◆ **Required task**
Restate the data exactly as given and keep the pictures out.

◆ **Object point labels**

━━━━━━━━━━

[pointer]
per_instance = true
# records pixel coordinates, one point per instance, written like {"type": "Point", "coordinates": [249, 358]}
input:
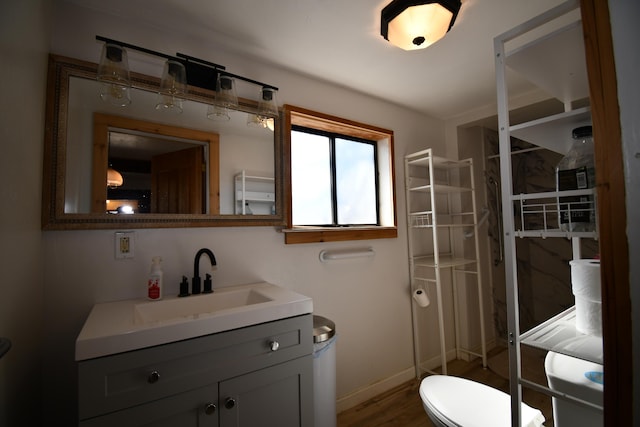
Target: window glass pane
{"type": "Point", "coordinates": [310, 179]}
{"type": "Point", "coordinates": [355, 182]}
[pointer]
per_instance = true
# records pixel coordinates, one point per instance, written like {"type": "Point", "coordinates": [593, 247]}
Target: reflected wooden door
{"type": "Point", "coordinates": [177, 182]}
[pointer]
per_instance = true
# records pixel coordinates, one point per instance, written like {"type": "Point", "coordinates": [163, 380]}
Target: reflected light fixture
{"type": "Point", "coordinates": [113, 73]}
{"type": "Point", "coordinates": [417, 24]}
{"type": "Point", "coordinates": [173, 87]}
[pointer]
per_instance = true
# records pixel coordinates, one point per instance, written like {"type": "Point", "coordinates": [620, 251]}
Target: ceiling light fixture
{"type": "Point", "coordinates": [416, 24]}
{"type": "Point", "coordinates": [180, 71]}
{"type": "Point", "coordinates": [114, 178]}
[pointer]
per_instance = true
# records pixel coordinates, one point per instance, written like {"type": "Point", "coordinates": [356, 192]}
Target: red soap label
{"type": "Point", "coordinates": [153, 289]}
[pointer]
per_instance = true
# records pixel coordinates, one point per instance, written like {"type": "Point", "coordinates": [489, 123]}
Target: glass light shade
{"type": "Point", "coordinates": [114, 178]}
{"type": "Point", "coordinates": [113, 73]}
{"type": "Point", "coordinates": [172, 87]}
{"type": "Point", "coordinates": [420, 26]}
{"type": "Point", "coordinates": [254, 120]}
{"type": "Point", "coordinates": [267, 106]}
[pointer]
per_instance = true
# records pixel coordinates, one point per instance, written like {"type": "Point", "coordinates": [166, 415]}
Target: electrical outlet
{"type": "Point", "coordinates": [124, 244]}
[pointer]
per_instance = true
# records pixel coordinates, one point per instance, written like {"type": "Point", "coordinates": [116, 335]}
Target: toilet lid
{"type": "Point", "coordinates": [459, 402]}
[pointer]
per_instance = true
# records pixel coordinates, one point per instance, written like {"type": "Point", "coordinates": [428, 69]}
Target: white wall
{"type": "Point", "coordinates": [368, 299]}
{"type": "Point", "coordinates": [626, 34]}
{"type": "Point", "coordinates": [24, 40]}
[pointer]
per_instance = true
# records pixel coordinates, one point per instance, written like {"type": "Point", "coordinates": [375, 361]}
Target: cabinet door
{"type": "Point", "coordinates": [197, 408]}
{"type": "Point", "coordinates": [281, 395]}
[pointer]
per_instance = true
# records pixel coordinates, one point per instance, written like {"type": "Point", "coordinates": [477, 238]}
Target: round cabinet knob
{"type": "Point", "coordinates": [153, 377]}
{"type": "Point", "coordinates": [210, 409]}
{"type": "Point", "coordinates": [230, 403]}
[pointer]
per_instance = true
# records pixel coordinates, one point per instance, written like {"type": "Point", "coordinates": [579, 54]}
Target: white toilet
{"type": "Point", "coordinates": [457, 402]}
{"type": "Point", "coordinates": [580, 379]}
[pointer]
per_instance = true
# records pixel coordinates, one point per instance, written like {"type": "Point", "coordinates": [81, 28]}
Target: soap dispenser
{"type": "Point", "coordinates": [154, 284]}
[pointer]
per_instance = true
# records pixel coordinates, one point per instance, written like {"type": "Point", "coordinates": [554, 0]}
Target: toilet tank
{"type": "Point", "coordinates": [577, 378]}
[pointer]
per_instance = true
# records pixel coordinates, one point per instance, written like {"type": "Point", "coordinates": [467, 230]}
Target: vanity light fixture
{"type": "Point", "coordinates": [267, 110]}
{"type": "Point", "coordinates": [180, 71]}
{"type": "Point", "coordinates": [417, 24]}
{"type": "Point", "coordinates": [172, 87]}
{"type": "Point", "coordinates": [113, 73]}
{"type": "Point", "coordinates": [225, 99]}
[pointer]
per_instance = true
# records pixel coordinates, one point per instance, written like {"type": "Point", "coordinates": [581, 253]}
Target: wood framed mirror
{"type": "Point", "coordinates": [86, 138]}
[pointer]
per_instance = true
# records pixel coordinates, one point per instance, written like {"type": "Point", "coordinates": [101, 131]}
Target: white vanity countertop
{"type": "Point", "coordinates": [115, 327]}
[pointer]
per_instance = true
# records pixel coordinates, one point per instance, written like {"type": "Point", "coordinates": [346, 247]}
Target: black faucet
{"type": "Point", "coordinates": [195, 281]}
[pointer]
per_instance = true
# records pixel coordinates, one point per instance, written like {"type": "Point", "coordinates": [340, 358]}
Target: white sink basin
{"type": "Point", "coordinates": [196, 306]}
{"type": "Point", "coordinates": [120, 326]}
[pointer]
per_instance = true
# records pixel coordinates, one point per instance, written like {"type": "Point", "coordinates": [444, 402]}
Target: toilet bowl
{"type": "Point", "coordinates": [457, 402]}
{"type": "Point", "coordinates": [580, 379]}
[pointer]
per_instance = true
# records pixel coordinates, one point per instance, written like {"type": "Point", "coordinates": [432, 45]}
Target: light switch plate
{"type": "Point", "coordinates": [124, 244]}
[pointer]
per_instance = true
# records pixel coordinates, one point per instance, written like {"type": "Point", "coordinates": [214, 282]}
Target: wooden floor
{"type": "Point", "coordinates": [401, 406]}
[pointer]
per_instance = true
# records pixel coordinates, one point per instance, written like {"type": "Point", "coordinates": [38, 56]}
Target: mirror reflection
{"type": "Point", "coordinates": [241, 148]}
{"type": "Point", "coordinates": [104, 166]}
{"type": "Point", "coordinates": [144, 167]}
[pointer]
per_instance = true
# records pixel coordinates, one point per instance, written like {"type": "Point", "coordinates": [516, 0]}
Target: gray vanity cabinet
{"type": "Point", "coordinates": [255, 376]}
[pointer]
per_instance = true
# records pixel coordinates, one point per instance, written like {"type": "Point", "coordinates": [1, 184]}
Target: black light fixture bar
{"type": "Point", "coordinates": [200, 73]}
{"type": "Point", "coordinates": [226, 73]}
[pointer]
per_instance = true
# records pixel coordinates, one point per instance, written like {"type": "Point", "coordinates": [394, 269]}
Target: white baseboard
{"type": "Point", "coordinates": [372, 390]}
{"type": "Point", "coordinates": [365, 393]}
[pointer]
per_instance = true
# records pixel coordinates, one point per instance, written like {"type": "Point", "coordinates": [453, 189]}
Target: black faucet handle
{"type": "Point", "coordinates": [208, 286]}
{"type": "Point", "coordinates": [184, 287]}
{"type": "Point", "coordinates": [195, 285]}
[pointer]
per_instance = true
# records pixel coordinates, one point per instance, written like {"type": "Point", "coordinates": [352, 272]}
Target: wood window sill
{"type": "Point", "coordinates": [322, 234]}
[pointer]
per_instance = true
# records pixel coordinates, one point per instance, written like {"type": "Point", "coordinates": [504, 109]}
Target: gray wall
{"type": "Point", "coordinates": [24, 44]}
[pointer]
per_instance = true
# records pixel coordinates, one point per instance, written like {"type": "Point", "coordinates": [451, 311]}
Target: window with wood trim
{"type": "Point", "coordinates": [340, 179]}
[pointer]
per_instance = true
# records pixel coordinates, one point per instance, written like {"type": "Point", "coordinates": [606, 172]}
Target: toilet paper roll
{"type": "Point", "coordinates": [585, 279]}
{"type": "Point", "coordinates": [585, 284]}
{"type": "Point", "coordinates": [420, 296]}
{"type": "Point", "coordinates": [588, 317]}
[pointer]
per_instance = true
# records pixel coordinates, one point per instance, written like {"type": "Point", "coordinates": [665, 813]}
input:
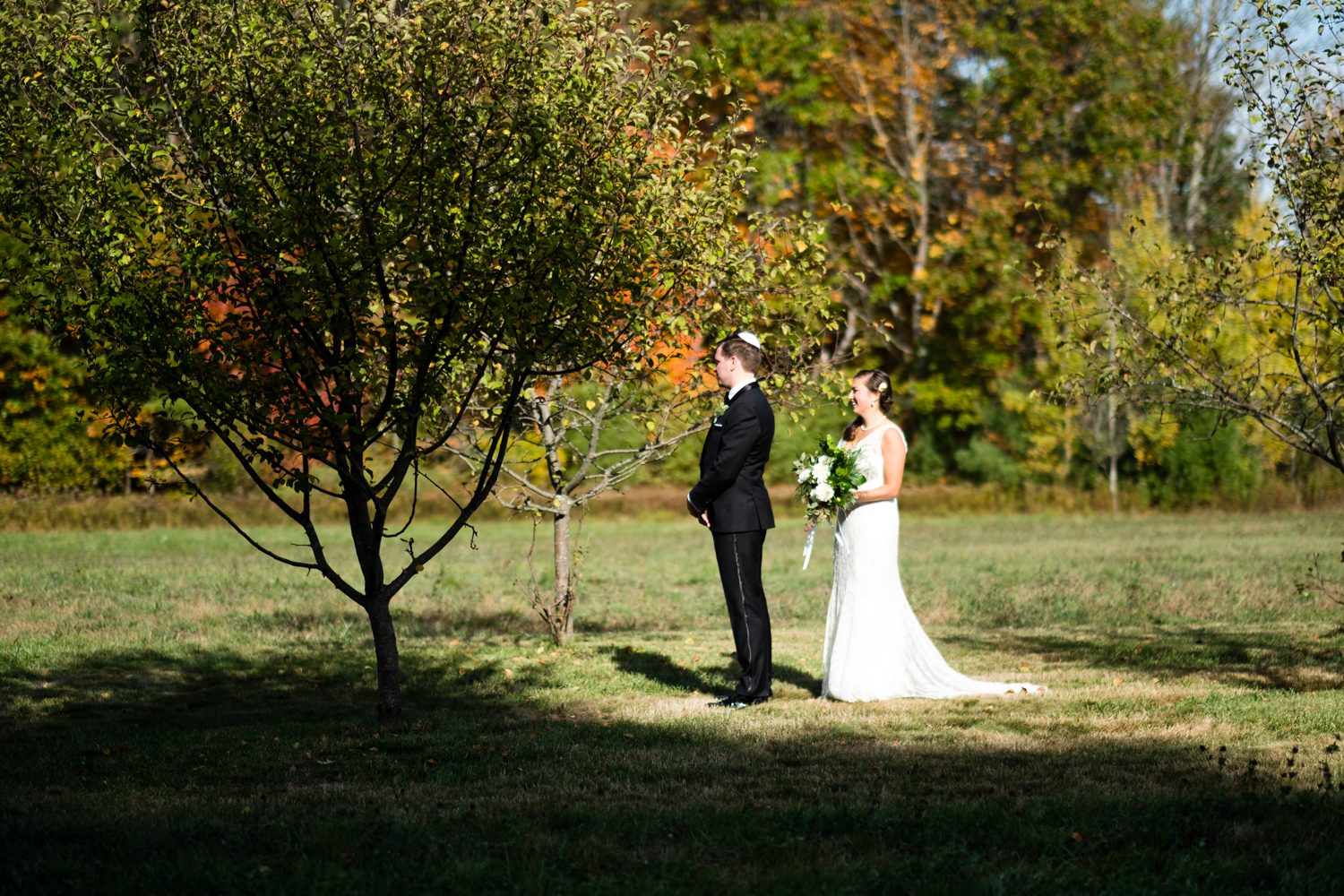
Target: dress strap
{"type": "Point", "coordinates": [879, 432]}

━━━━━━━━━━

◆ **Solution to this exercise**
[pointer]
per_instance = true
# records pixel coordinates, one point per instance, written like {"type": "Point", "coordinates": [249, 358]}
input:
Target: window glass pane
{"type": "Point", "coordinates": [310, 179]}
{"type": "Point", "coordinates": [355, 182]}
[pointer]
per_instance = true
# records pixel coordinates, one point per instance, written like {"type": "Point", "coordinates": [593, 247]}
Target: reflected wooden door
{"type": "Point", "coordinates": [177, 182]}
[pointer]
per_instance = true
# records pixel coordinates, one point per instance, written like {"type": "Point", "coordinates": [163, 380]}
Target: reflected light fixture
{"type": "Point", "coordinates": [113, 73]}
{"type": "Point", "coordinates": [417, 24]}
{"type": "Point", "coordinates": [173, 87]}
[pointer]
per_instance = true
# records pixel coordinates, one point per instance, written like {"type": "Point", "coordinates": [620, 251]}
Target: ceiling light fixture
{"type": "Point", "coordinates": [416, 24]}
{"type": "Point", "coordinates": [180, 71]}
{"type": "Point", "coordinates": [114, 178]}
[pointer]
per_instance = true
# records pixel coordinates, one point per instance, written like {"type": "Point", "coordinates": [356, 192]}
Target: red soap label
{"type": "Point", "coordinates": [153, 289]}
[pointer]
per_instance = true
# records pixel coordinates, one point per instance, written like {"type": "Point", "coordinates": [489, 123]}
Target: glass light shade
{"type": "Point", "coordinates": [114, 178]}
{"type": "Point", "coordinates": [113, 73]}
{"type": "Point", "coordinates": [172, 87]}
{"type": "Point", "coordinates": [420, 26]}
{"type": "Point", "coordinates": [254, 120]}
{"type": "Point", "coordinates": [267, 106]}
[pointer]
per_instance = true
# records pixel coordinates, one point per instance, written like {"type": "Point", "coordinates": [166, 415]}
Target: electrical outlet
{"type": "Point", "coordinates": [124, 244]}
[pointer]
per_instance = true
# records pixel coordinates, one point per instance, written like {"type": "Point", "coordinates": [116, 335]}
Target: toilet lid
{"type": "Point", "coordinates": [459, 402]}
[pointer]
per_instance = true
# records pixel coordinates, one point per instance, written like {"type": "Point", "coordinates": [428, 69]}
Target: white wall
{"type": "Point", "coordinates": [368, 299]}
{"type": "Point", "coordinates": [626, 34]}
{"type": "Point", "coordinates": [24, 40]}
[pointer]
per_instance = true
# records pixel coordinates, one point per instance, written like {"type": "Point", "coordinates": [375, 361]}
Target: cabinet door
{"type": "Point", "coordinates": [197, 408]}
{"type": "Point", "coordinates": [281, 395]}
[pointer]
per_instance = true
# records pixel coordinates, one point per instance, written like {"type": "Point", "coordinates": [477, 238]}
Target: round cabinet knob
{"type": "Point", "coordinates": [153, 377]}
{"type": "Point", "coordinates": [210, 409]}
{"type": "Point", "coordinates": [230, 403]}
[pointer]
per_instance = true
# records pixel coordinates, one point per instance, written like {"type": "Point", "coordinates": [579, 54]}
Target: white toilet
{"type": "Point", "coordinates": [457, 402]}
{"type": "Point", "coordinates": [580, 379]}
[pointer]
per_instance = true
# records pixel coordinates, one point per instance, written like {"type": "Point", "coordinates": [81, 28]}
Target: soap dispenser
{"type": "Point", "coordinates": [154, 284]}
[pointer]
per_instance = true
# records pixel coordinates, one point per instance, written like {"type": "Point", "coordinates": [554, 0]}
Target: toilet tank
{"type": "Point", "coordinates": [577, 378]}
[pointer]
per_instance = true
# records pixel coordinates, one point per instance, written like {"type": "Point", "coordinates": [467, 230]}
Target: vanity light fixture
{"type": "Point", "coordinates": [267, 110]}
{"type": "Point", "coordinates": [180, 71]}
{"type": "Point", "coordinates": [417, 24]}
{"type": "Point", "coordinates": [172, 87]}
{"type": "Point", "coordinates": [113, 73]}
{"type": "Point", "coordinates": [225, 99]}
[pointer]
per_instance = true
# records pixel coordinates, one point per instance, written like {"type": "Point", "coordinates": [581, 253]}
Target: wood framed mirror
{"type": "Point", "coordinates": [86, 138]}
[pointer]
per_instance = true
# records pixel coordinates, one point per instance, written like {"type": "Point", "coordinates": [101, 131]}
Target: white vanity countertop
{"type": "Point", "coordinates": [115, 327]}
[pointer]
per_instance = true
# records pixel coordinates, one point per instance, written like {"type": "Point", "coordinates": [346, 247]}
Target: black faucet
{"type": "Point", "coordinates": [195, 281]}
[pointer]
per_instance = true
# records pixel coordinates, one point per instance, written like {"type": "Point", "coordinates": [340, 358]}
Target: white sink basin
{"type": "Point", "coordinates": [196, 306]}
{"type": "Point", "coordinates": [120, 326]}
[pointer]
per_instance = true
# records pixel coordinates, one point per instance, written like {"type": "Point", "coordinates": [444, 402]}
Target: toilet bowl
{"type": "Point", "coordinates": [457, 402]}
{"type": "Point", "coordinates": [580, 379]}
[pointer]
per_instance = true
# records pixel coordinates, one point per instance, written like {"type": "Point", "coordinates": [432, 45]}
Target: light switch plate
{"type": "Point", "coordinates": [124, 244]}
[pointer]
per_instance = true
# records pixel coordinates, one point per instance, written like {"type": "Point", "coordinates": [214, 282]}
Target: wooden floor
{"type": "Point", "coordinates": [401, 406]}
[pointer]
per_instance = true
# records pixel coordinates, one point per instance, written like {"type": "Point", "coordinates": [38, 56]}
Target: mirror reflection
{"type": "Point", "coordinates": [241, 148]}
{"type": "Point", "coordinates": [104, 166]}
{"type": "Point", "coordinates": [144, 167]}
[pointer]
per_instance = true
# records pixel coordinates, one point per instance, written like {"type": "Point", "coordinates": [516, 0]}
Target: gray vanity cabinet
{"type": "Point", "coordinates": [255, 376]}
[pointer]
per_instance = true
# records pixel coordinates, one point per instance, written like {"type": "Point", "coordinates": [1, 184]}
Target: black light fixture bar
{"type": "Point", "coordinates": [200, 73]}
{"type": "Point", "coordinates": [226, 73]}
[pointer]
per_instance = true
# records pixel coordinates, one point per instance, written like {"type": "Point", "coordinates": [394, 269]}
Target: white baseboard
{"type": "Point", "coordinates": [372, 390]}
{"type": "Point", "coordinates": [365, 393]}
[pointer]
per_instance = true
# records pixel coordinates, one point per instance, written like {"type": "Point", "coordinates": [453, 189]}
Target: black faucet handle
{"type": "Point", "coordinates": [208, 286]}
{"type": "Point", "coordinates": [184, 287]}
{"type": "Point", "coordinates": [195, 285]}
[pointer]
per_instance = true
# records pixel coordinates, one point per instance, written like {"type": "Point", "coordinates": [352, 272]}
Target: wood window sill
{"type": "Point", "coordinates": [322, 234]}
[pointer]
per_instance = true
# records pixel coordinates, one point per instance, written like {"type": "Point", "coordinates": [504, 109]}
Target: gray wall
{"type": "Point", "coordinates": [24, 44]}
[pointer]
per_instance = true
# records pixel coordinates, one point per instance, written like {"type": "Point", "coordinates": [451, 311]}
Target: window with wood trim
{"type": "Point", "coordinates": [340, 179]}
[pointer]
per_instance = true
# records pixel coordinates, one point per instance, written like {"type": "Point", "coordinates": [606, 172]}
Target: toilet paper roll
{"type": "Point", "coordinates": [585, 279]}
{"type": "Point", "coordinates": [585, 284]}
{"type": "Point", "coordinates": [420, 296]}
{"type": "Point", "coordinates": [588, 317]}
[pointer]
per_instance = true
# records pixel coordinates, one point per instance, written like {"type": "Point", "coordinates": [665, 813]}
input:
Target: dress strap
{"type": "Point", "coordinates": [879, 432]}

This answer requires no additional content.